*Problem description*: Return exactly and only these lines: the first of the listing through the one containing "TARGET = blurred garden background".

========

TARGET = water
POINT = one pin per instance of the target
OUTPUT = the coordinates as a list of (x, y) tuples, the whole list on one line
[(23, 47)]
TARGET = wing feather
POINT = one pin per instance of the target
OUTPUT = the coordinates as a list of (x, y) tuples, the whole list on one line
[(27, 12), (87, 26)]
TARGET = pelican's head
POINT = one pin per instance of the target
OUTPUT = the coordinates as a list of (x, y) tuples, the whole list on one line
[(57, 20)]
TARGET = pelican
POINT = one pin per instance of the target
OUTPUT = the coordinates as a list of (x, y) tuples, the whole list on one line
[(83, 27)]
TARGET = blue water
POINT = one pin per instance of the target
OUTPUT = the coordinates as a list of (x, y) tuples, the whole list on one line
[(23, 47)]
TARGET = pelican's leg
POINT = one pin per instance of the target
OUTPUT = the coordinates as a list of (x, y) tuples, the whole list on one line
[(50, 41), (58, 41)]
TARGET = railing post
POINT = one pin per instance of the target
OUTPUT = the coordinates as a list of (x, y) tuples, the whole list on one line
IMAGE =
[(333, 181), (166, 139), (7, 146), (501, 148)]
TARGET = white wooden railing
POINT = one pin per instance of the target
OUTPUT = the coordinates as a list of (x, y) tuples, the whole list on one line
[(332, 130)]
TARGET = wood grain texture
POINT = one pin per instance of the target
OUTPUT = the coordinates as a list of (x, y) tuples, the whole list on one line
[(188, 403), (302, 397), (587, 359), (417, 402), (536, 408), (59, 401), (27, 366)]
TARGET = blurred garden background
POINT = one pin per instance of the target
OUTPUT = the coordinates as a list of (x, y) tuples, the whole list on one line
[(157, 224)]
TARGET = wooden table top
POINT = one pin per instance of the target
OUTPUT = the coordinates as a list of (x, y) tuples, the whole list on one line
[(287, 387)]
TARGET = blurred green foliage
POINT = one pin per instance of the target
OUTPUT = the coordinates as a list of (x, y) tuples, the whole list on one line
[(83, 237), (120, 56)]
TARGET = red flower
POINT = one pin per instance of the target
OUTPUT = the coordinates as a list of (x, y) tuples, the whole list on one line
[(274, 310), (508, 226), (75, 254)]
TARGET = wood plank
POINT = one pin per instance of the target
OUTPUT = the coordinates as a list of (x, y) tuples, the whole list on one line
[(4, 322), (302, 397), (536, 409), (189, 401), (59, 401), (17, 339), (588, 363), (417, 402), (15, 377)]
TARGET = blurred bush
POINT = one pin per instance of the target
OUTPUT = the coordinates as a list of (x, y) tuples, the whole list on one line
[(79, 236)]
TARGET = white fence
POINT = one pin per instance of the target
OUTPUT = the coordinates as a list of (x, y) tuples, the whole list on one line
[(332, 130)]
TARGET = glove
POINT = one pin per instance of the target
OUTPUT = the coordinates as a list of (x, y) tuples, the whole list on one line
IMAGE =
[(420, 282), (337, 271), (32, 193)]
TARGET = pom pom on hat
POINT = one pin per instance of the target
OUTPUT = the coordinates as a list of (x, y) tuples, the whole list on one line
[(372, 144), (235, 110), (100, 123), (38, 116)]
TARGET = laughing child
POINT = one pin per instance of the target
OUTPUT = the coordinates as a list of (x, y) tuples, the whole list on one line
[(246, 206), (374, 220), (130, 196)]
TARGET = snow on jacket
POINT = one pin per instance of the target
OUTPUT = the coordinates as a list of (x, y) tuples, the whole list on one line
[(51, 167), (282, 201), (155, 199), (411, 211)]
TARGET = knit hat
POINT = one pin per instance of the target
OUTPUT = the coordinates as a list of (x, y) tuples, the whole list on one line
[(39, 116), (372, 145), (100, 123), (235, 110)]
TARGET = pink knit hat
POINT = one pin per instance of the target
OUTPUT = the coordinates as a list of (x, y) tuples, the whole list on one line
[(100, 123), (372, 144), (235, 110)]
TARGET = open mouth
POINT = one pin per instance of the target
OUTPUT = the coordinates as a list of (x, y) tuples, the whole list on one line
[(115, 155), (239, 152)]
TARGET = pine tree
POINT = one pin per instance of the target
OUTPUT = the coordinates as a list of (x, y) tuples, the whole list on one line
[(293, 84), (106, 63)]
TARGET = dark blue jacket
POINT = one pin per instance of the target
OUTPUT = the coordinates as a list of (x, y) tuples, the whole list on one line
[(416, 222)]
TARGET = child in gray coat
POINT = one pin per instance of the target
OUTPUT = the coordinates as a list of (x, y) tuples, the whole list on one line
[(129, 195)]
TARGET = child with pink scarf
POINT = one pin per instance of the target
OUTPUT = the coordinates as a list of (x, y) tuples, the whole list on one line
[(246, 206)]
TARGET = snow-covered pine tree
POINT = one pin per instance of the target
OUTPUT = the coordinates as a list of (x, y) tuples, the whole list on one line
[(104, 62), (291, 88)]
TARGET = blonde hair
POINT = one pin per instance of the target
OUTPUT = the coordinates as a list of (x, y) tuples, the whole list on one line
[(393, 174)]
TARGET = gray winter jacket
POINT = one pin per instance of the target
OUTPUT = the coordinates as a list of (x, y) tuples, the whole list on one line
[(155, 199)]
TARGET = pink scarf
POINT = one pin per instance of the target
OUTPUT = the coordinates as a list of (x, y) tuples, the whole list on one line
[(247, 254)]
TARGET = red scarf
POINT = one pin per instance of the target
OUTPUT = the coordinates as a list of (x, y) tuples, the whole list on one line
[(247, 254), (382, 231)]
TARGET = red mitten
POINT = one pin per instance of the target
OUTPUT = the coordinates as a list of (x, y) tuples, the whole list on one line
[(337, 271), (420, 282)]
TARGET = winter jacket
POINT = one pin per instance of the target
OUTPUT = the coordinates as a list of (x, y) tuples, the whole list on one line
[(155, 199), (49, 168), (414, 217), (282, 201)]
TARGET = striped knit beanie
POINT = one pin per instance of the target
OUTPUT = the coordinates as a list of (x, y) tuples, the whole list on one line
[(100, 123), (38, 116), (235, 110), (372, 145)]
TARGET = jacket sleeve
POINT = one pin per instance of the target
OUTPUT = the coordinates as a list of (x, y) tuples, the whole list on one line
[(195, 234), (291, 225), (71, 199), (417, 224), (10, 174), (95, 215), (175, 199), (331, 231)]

========

*Answer section*:
TARGET = water
POINT = one pin per instance of the target
OUTPUT = the coordinates as a list of (x, y) tuples, the whole list on one line
[(23, 47)]
TARGET = wing feather
POINT = one pin per instance of the target
OUTPUT = the coordinates as a list of (x, y) tuples, the whole list on one line
[(27, 12), (87, 26)]
TARGET = pelican's head
POINT = one pin per instance of the target
OUTPUT = the coordinates as a list of (x, y) tuples, the whole list on one line
[(57, 20)]
TARGET = pelican
POINT = one pin per instance of the target
OUTPUT = the coordinates as a list of (x, y) tuples, the whole list on one line
[(83, 27)]
TARGET = blue water
POINT = one pin per instance of the target
OUTPUT = the coordinates as a list of (x, y) tuples, the whole list on one line
[(23, 47)]
TARGET = pelican's leg
POINT = one pin per instance of the target
OUTPUT = the coordinates as a list of (x, y) tuples, the whole list on one line
[(50, 41), (58, 41)]
TARGET = railing post
POINT = one pin per instance of the target
OUTPUT = the coordinates as a list of (x, y) tuples, the whole list on one line
IMAGE =
[(333, 181), (166, 139), (7, 146), (501, 148)]
TARGET = white wooden railing
POINT = one pin per instance of the target
OUTPUT = the coordinates as a list of (x, y) tuples, the whole list on one line
[(332, 130)]
TARGET = wood grain texture
POINT = one pin per instance of the target
OUTPUT = the coordinates as a list of (x, y) tuples, the whole list on one line
[(188, 403), (302, 397), (587, 359), (417, 402), (536, 408), (59, 401), (27, 366)]
TARGET = blurred garden background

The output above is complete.